*Page text*:
• • • •

Forget about corruption and cover-up scandals in the energy industry. Europe’s renewable sector is specializing in perjury. They have begun claiming that all of Europe’s fossil fuel needs can be replaced with renewable sources by 2050.

The last culprit is the European Renewable Energy Council, the umbrella group representing the sector’s private industry, from research and trade to generation. In a report published last month, the EREC predicted wind energy and photovoltaics will make up 10% of total electricity in 2020, then reach 18% of total consumption by 2030 and 41% by 2050. The group also predicts that renewable fuels in the transport sector will rise to 10 percent by 2050.

The hardly-explained EREC conclusions are based on a series of assumptions, including a ten-fold growth in current renewable installed energy capacity, an unbelievable 40% total energy demand shrinkage, a gradual escalation in oil prices to $200 a barrel by 2050, and over $5 trillion in savings in carbon credit payments.

The closest EREC President Arthouros Zervos comes to explaining how all these assumptions will be met is by proposing a series of policies that would be harder to negotiate than world peace: “Clearly, the overarching precondition for this to happen is that the commitment needs to be established as the guiding principle for all European policies in the fields of energy, climate, R&D, industry, regional development and international cooperation.” In other words, an EU dedicated solely to self-sufficiency from renewable energy sources.

I can’t blame EREC for lobbying. It is part of the game, as is manipulating numbers to build a convincing defense for any particular sector. But there are legal limits. And lying to citizens and legislators so blatantly should be one of them.

If oil and power companies for decades have been accused – and in many cases convicted -- of a myriad of condemnable practices implemented in defense of their industry, from human rights abuses to political conspiracies to depose governments, why should the renewable sector get away with such ludicrous claims?

Alas, it’s not alone. The European Climate Foundation recently released a report which found that the EU could cut its emissions by at least 80% with renewable-based energy generation, without increasing the cost of producing electricity. Really? Because I’m sure any country would jump on that opportunity, unless the numbers are based on a series of unreal assumptions, which is indeed again the case.

• • • •

*Tasks*:
a - For each statement, say whether it agrees with the renewable energy piece, and support each yes or no with the text's deciding words, quoted exactly. (i) The EREC report expects wind energy and photovoltaics to make up 10% of total electricity in 2020. (ii) One EREC assumption is that oil prices will climb to $300 a barrel by 2050. (iii) The European Climate Foundation report found that the EU could cut emissions by at least 80% without raising the cost of producing electricity.
b - From the entries, extract word for word every line starting at the one that contains "Target: black blender handle" and ending with the final line of the entries. Omit the pictures from your answer.
The entries that follow are unrelated to the renewable energy piece.

*Source records*:
• • • •

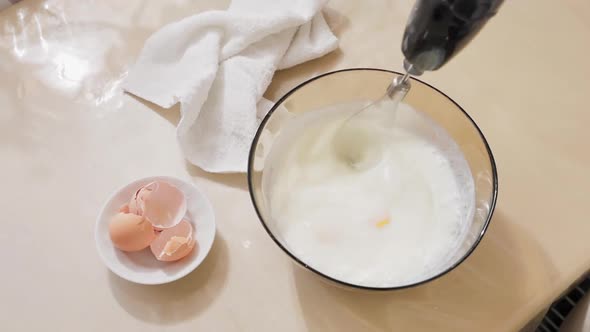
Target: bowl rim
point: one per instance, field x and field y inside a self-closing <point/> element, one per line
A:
<point x="344" y="283"/>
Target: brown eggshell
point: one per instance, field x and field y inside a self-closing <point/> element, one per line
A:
<point x="174" y="243"/>
<point x="130" y="232"/>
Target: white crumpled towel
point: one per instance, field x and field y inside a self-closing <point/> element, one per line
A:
<point x="218" y="64"/>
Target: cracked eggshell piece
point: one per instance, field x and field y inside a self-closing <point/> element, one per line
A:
<point x="141" y="266"/>
<point x="130" y="232"/>
<point x="174" y="243"/>
<point x="161" y="203"/>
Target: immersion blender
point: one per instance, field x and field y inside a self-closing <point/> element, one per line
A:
<point x="436" y="30"/>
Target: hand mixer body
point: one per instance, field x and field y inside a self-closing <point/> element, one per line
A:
<point x="438" y="29"/>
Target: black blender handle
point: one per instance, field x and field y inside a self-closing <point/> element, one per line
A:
<point x="438" y="29"/>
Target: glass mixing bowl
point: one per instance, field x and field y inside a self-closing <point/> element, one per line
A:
<point x="354" y="85"/>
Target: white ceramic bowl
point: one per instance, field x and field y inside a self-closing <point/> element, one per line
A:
<point x="142" y="267"/>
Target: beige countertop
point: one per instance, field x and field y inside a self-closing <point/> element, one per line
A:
<point x="69" y="136"/>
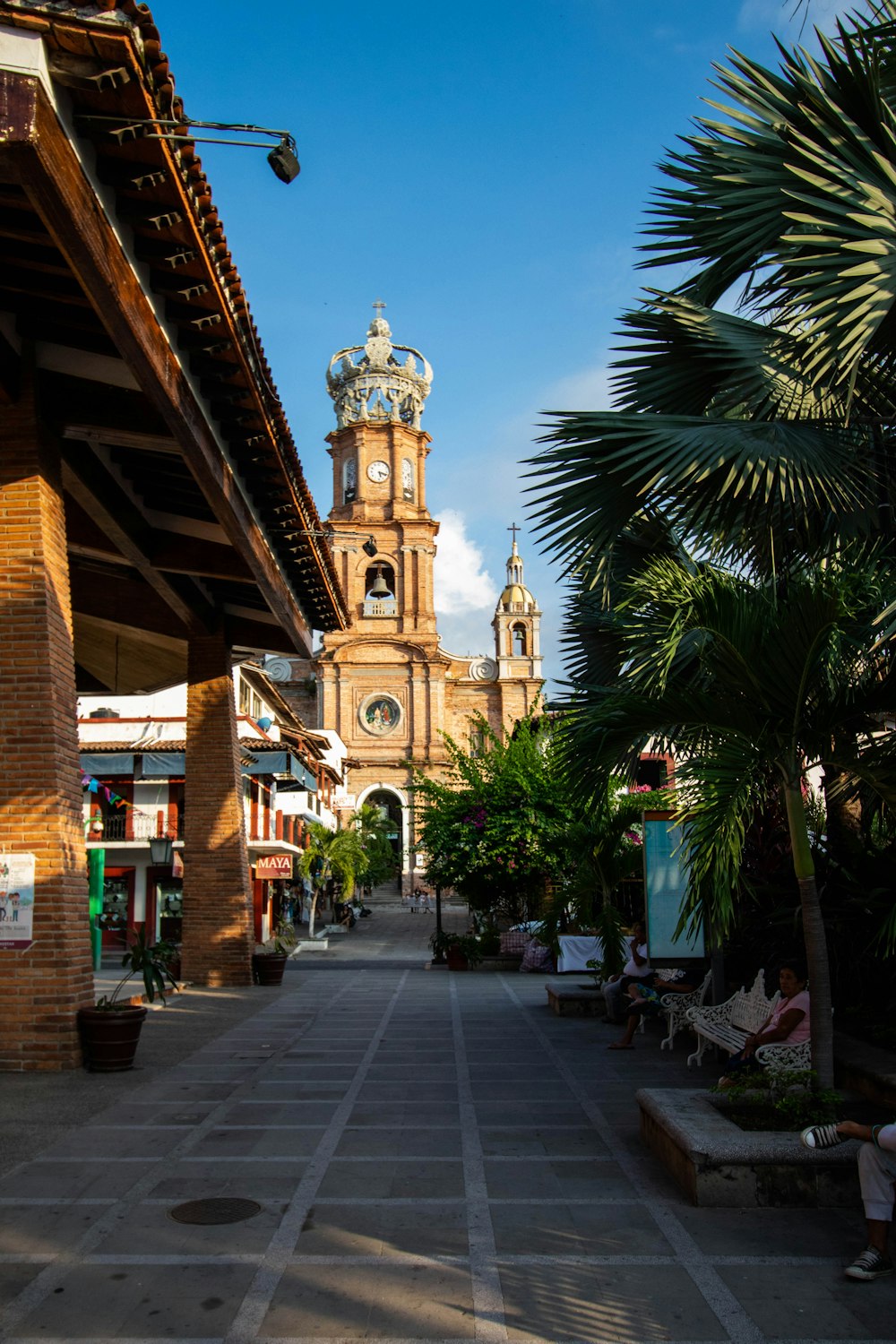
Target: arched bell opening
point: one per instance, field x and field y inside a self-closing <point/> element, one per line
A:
<point x="392" y="808"/>
<point x="379" y="581"/>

• • • •

*Solutions in order*:
a -
(i) Yes: "the EREC predicted wind energy and photovoltaics will make up 10% of total electricity in 2020"
(ii) No: "a gradual escalation in oil prices to $200 a barrel by 2050"
(iii) Yes: "the EU could cut its emissions by at least 80% with renewable-based energy generation, without increasing the cost of producing electricity"

b -
Target: black blender handle
point: one per instance, field x and field y inside a self-closing <point/> element, one per line
A:
<point x="438" y="29"/>
Target: glass mixing bowl
point: one per instance, field x and field y inside a self-closing <point/> element, one per line
A:
<point x="354" y="85"/>
Target: white ceramic bowl
point: one per instance, field x and field y inside a self-closing <point/> element, one per line
A:
<point x="142" y="267"/>
Target: beige countertop
point: one per instance, field x and field y inside a self-closing <point/> element, one per line
A:
<point x="69" y="136"/>
Target: arched bell opening
point: one per instance, field x and field y inside a self-closing <point/> element, one per line
A:
<point x="392" y="808"/>
<point x="379" y="581"/>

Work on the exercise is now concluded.